Each line of the material must be repeated precisely, with the pictures left out.

━━━━━ Provided records

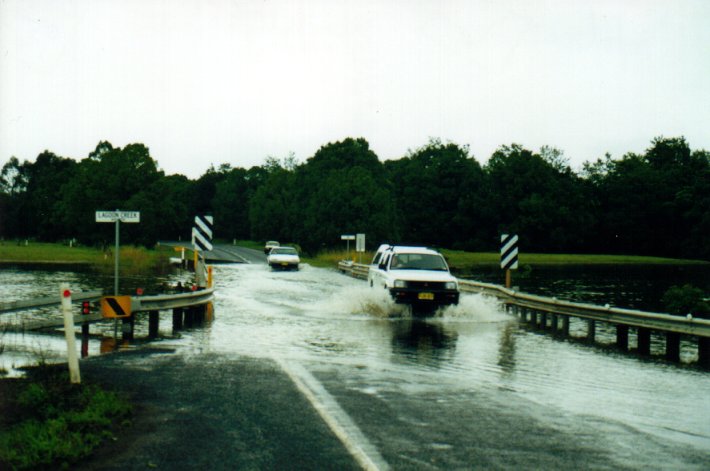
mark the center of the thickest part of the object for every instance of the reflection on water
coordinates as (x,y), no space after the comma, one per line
(423,342)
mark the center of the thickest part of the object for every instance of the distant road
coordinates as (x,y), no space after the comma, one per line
(226,253)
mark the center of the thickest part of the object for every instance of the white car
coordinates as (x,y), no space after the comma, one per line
(270,245)
(416,276)
(283,258)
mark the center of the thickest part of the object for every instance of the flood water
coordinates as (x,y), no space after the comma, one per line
(427,374)
(630,286)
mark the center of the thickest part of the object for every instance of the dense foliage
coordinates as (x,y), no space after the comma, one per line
(657,203)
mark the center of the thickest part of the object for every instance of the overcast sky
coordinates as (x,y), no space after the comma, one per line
(233,81)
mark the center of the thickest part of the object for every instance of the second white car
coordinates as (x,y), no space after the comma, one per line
(283,258)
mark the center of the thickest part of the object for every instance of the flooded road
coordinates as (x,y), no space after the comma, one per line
(437,393)
(468,388)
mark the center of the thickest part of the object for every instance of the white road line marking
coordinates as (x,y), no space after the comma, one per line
(335,417)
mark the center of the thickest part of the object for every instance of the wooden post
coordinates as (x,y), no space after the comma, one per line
(622,336)
(153,324)
(704,351)
(72,357)
(591,329)
(128,327)
(673,346)
(644,341)
(177,318)
(84,336)
(565,325)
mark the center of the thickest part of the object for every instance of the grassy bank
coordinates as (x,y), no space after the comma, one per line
(462,261)
(48,423)
(132,259)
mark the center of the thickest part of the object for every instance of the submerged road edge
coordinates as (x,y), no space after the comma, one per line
(335,417)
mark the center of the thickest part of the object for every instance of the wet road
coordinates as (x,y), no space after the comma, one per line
(470,388)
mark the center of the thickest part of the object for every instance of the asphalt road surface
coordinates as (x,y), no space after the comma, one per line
(315,370)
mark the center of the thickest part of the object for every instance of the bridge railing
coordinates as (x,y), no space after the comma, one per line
(174,301)
(539,307)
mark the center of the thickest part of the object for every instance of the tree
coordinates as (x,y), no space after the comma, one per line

━━━━━━━━━━

Written response:
mark the center of the thickest part of the object for every instance of the reflection on water
coordinates as (x,y), no space after the comma, one per line
(423,342)
mark the center of the thickest part of the object for every instance of the distant road
coordinates as (x,y), no space after the comma, one per line
(226,253)
mark the center of the thickest part of the object for every instance of the white car
coordinates as (x,y), no space after the comma, one per line
(270,245)
(416,276)
(283,258)
mark the center of the thickest part of the object for every instance of the flood water
coordinates as (x,y), no space after the comma, one per line
(427,374)
(630,286)
mark the center of the thickest part of the object for every instance of the dense foliage
coordinates as (x,y), no space after the comma, one per line
(657,203)
mark the center of the thickest part of the object for every instance of the overcast sky
coordinates as (x,y), no space after the comma, one per line
(233,81)
mark the center of the thickest part of the object for every instance of the second white car
coordinates as (x,y), no space after the comma, one per line
(283,258)
mark the center of the thickest part of the object for every instance of the flooded road
coordinates as (x,y), no space after the comma, one per line
(437,393)
(468,388)
mark the center of the thickest part of the object for every instance of the white road line marking
coordinates as (x,y), no space after the comma, one per line
(335,417)
mark the center of the thickest part of the object for every instance of the wooden post
coordinates as (x,y), no space after the comma, one per line
(622,336)
(153,324)
(704,351)
(72,357)
(591,329)
(128,327)
(673,346)
(644,341)
(177,318)
(84,336)
(565,325)
mark the center of the thickest part of the object for every instance of the grassy bank
coordinates as (x,y), no space after the comma, one per line
(462,261)
(48,423)
(132,259)
mark the center of the thickest part of the object for every instance of the submerged road edge
coordinates as (x,y), no space after the comma, one per line
(335,417)
mark the center of the thickest part of the object for every instance of the wet road
coordinates as (x,y), no space after the comma, one per line
(470,388)
mark the center of the thickest part of the object for every instance of the asphalt road surface
coordinates as (x,y), no space after the comma, one per line
(315,370)
mark the center of the thickest part of the object for every instance of the bridge railing
coordinates as (x,y), no space after the comma, one per line
(174,301)
(539,307)
mark the center of the thickest part of the object for every instance of the tree
coordinates as (x,y), no space after the comma, one per line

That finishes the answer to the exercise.